## To be done
Reproduce the entries below from their start through the line containing "50,125,119,156", substituting "grassy area" for every occurrence of "green lawn" and leaving everything else unchanged.

>>>>

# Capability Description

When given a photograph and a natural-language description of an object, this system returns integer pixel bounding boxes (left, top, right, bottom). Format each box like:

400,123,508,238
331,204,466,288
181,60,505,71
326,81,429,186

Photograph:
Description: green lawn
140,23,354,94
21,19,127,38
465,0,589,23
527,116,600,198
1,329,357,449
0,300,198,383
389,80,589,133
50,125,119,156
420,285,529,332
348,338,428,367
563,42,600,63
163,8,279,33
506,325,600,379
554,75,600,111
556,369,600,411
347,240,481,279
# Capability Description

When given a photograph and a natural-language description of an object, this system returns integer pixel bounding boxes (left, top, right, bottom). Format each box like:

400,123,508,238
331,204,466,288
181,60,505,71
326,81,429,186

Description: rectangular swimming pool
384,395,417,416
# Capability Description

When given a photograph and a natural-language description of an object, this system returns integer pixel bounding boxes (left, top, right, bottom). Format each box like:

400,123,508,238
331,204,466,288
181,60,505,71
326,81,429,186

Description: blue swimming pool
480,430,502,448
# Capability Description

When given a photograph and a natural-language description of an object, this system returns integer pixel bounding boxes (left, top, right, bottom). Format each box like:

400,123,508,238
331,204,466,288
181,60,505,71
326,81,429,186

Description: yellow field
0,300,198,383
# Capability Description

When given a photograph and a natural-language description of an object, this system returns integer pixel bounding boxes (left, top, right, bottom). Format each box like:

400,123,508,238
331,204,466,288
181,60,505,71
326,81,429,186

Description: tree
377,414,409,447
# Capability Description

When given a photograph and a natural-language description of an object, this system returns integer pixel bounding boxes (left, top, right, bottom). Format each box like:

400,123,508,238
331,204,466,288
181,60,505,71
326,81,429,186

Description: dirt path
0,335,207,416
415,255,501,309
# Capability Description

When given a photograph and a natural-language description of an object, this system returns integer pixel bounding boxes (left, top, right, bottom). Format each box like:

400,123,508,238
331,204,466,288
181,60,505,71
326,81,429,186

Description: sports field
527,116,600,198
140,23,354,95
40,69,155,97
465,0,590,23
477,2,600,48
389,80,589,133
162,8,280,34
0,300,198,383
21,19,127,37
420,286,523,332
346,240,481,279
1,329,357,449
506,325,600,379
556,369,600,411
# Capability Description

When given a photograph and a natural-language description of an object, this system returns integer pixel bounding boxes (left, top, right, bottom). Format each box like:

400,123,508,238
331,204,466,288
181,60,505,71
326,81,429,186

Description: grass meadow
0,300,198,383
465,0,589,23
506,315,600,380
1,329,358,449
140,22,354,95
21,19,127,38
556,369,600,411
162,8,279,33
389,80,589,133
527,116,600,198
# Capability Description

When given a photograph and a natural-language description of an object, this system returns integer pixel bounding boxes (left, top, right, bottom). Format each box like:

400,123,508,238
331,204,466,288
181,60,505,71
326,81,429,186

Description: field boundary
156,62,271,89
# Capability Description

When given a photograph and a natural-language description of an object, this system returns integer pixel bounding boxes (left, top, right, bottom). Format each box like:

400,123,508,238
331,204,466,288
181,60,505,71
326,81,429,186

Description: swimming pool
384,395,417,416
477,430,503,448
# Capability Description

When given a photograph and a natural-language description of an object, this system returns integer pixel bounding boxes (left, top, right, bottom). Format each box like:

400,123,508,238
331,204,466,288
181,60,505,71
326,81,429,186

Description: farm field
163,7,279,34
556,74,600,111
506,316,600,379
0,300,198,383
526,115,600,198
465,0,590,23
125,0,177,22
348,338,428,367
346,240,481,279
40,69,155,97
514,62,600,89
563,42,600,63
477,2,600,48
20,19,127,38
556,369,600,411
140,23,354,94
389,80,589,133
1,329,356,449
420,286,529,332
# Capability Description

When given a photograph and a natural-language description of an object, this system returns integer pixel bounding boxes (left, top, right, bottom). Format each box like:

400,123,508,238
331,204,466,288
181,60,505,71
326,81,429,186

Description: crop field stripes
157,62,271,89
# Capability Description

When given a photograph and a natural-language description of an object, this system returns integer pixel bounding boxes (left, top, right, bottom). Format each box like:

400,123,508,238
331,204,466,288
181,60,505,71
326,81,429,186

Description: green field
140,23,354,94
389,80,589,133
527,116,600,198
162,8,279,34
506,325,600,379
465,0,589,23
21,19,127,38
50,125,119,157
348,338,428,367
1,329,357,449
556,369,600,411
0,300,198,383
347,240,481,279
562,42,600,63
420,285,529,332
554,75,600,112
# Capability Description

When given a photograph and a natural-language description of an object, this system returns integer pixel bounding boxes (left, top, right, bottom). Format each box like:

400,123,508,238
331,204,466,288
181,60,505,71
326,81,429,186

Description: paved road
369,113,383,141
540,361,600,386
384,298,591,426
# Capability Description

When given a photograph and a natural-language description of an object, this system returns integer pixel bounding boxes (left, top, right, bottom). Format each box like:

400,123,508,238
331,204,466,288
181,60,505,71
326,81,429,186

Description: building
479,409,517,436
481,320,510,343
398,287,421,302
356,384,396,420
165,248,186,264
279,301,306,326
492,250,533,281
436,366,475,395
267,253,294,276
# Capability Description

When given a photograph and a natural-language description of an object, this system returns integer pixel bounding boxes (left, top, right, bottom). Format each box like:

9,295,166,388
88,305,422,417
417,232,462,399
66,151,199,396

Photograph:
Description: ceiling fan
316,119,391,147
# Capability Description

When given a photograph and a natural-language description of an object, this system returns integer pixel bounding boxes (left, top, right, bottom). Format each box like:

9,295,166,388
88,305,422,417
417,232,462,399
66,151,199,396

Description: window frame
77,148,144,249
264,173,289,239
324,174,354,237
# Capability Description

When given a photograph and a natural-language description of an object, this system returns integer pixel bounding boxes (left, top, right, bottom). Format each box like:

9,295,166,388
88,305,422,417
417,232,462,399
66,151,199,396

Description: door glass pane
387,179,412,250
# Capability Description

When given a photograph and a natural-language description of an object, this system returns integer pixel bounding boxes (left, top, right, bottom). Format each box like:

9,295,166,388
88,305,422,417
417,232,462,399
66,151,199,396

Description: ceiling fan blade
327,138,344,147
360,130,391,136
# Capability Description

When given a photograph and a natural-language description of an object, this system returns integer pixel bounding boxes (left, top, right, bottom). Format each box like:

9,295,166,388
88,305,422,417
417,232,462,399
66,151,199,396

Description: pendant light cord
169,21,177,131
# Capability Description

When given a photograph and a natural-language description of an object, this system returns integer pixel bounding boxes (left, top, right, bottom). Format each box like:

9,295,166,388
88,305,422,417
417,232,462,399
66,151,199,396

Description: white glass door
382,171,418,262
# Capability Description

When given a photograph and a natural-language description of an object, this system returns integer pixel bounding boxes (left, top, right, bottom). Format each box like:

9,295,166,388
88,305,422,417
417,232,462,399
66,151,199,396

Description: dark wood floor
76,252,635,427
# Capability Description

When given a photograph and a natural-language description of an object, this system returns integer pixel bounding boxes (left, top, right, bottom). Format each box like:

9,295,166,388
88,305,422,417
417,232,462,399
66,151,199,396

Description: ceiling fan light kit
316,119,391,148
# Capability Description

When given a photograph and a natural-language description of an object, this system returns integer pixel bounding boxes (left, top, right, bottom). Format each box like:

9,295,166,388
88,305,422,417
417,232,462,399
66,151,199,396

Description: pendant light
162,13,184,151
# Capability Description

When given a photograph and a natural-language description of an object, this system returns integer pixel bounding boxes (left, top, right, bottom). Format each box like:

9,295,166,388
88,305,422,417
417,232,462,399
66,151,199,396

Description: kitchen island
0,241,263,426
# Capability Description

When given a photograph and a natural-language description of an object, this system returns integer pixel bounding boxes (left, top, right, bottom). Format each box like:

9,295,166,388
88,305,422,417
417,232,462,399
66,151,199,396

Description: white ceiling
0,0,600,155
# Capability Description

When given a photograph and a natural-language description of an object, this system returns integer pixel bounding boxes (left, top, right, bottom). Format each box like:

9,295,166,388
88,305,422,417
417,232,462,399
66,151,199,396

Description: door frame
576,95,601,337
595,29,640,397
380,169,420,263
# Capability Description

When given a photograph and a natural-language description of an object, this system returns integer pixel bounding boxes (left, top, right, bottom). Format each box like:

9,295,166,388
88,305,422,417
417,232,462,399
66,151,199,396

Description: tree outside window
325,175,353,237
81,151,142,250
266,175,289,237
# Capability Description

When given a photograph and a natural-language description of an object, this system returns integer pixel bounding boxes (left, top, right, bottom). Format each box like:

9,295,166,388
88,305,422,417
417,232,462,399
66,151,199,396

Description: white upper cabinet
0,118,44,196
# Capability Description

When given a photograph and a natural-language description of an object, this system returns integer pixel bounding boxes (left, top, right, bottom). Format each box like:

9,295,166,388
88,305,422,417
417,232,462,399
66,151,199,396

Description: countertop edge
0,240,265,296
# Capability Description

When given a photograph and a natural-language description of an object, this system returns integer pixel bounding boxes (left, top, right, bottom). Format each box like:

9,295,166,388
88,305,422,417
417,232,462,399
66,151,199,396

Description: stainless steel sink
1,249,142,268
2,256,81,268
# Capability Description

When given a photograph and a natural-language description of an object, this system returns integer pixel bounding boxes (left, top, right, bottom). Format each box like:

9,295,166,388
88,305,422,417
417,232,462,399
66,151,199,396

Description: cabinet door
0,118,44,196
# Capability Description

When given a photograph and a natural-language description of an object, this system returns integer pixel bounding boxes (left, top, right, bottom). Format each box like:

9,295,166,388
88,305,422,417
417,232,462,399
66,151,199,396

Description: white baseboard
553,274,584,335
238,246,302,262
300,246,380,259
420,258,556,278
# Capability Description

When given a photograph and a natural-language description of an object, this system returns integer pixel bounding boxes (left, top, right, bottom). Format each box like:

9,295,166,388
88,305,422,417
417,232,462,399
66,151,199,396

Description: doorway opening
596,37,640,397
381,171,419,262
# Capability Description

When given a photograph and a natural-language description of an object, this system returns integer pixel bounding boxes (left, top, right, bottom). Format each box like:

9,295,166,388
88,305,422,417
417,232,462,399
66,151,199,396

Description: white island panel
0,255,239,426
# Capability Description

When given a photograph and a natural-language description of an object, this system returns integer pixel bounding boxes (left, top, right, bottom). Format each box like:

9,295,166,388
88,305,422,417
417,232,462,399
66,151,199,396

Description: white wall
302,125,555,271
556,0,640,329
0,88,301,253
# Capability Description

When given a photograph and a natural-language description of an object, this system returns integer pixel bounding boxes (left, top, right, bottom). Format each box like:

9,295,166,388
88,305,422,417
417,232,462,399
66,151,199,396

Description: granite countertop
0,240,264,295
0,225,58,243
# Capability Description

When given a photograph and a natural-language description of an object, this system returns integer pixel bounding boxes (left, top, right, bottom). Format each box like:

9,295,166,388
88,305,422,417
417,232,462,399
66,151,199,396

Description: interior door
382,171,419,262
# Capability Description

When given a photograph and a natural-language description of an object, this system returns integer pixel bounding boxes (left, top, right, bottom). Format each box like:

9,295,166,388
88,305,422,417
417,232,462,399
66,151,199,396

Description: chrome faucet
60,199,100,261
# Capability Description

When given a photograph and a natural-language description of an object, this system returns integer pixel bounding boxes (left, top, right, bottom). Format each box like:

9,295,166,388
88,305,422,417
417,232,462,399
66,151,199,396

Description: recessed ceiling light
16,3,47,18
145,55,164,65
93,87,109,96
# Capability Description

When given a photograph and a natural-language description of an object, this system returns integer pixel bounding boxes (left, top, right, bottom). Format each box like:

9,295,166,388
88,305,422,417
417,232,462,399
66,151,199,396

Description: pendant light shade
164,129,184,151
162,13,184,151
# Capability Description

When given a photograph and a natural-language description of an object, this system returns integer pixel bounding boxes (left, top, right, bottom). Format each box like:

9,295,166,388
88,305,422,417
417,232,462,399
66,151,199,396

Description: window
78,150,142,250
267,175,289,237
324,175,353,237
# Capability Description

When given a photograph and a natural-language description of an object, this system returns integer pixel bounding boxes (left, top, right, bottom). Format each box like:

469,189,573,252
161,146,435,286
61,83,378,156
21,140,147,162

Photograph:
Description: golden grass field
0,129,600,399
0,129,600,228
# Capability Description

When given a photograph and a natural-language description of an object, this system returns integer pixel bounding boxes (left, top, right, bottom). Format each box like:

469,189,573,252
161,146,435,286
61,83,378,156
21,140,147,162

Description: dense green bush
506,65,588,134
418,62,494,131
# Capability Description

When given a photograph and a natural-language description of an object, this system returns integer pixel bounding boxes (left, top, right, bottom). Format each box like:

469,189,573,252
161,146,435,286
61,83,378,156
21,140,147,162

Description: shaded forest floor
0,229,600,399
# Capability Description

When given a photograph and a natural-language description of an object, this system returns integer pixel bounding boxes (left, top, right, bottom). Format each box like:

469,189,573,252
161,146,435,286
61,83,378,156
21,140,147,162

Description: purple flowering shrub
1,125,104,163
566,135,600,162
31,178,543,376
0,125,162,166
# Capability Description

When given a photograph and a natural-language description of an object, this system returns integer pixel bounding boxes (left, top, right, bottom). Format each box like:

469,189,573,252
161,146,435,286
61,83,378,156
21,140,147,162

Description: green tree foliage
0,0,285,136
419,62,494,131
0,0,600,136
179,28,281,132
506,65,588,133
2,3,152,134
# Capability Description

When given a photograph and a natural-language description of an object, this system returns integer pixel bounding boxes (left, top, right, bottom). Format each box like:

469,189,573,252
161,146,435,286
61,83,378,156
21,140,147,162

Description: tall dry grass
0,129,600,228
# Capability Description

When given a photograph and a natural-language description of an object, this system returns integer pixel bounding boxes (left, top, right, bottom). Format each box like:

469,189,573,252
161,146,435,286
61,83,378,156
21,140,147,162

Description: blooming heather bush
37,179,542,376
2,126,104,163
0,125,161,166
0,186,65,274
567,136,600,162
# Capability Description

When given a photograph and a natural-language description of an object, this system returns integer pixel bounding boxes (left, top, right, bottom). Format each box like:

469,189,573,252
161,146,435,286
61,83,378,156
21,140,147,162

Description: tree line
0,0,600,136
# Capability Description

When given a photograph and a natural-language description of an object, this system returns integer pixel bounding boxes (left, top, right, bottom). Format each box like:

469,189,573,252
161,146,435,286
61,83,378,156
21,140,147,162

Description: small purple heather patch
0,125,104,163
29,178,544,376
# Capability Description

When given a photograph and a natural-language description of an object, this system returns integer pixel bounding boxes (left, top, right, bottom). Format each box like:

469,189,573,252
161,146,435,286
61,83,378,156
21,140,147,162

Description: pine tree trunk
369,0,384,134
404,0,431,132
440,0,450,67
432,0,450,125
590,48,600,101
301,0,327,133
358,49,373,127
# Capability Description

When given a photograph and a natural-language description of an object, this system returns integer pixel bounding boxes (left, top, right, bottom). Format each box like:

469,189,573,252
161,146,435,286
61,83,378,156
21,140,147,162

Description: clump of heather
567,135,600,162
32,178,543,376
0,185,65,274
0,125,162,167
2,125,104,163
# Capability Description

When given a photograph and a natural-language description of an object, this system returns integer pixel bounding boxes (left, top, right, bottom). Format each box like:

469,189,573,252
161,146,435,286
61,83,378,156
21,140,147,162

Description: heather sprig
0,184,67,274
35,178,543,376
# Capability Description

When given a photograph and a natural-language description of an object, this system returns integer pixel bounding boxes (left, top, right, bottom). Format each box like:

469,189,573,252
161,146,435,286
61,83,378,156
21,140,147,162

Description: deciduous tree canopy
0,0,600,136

<<<<

## Solution below
# Capability Description

When given a photograph and a natural-language description of an object, this system returns integer pixel bounding boxes (left, top, right, bottom). Format each box like:

400,123,508,238
331,204,466,288
181,60,505,71
326,81,429,186

Photograph:
Description: grassy area
140,23,354,94
21,19,127,38
465,0,589,23
527,116,600,198
1,329,357,449
0,300,198,383
389,80,589,133
50,125,119,156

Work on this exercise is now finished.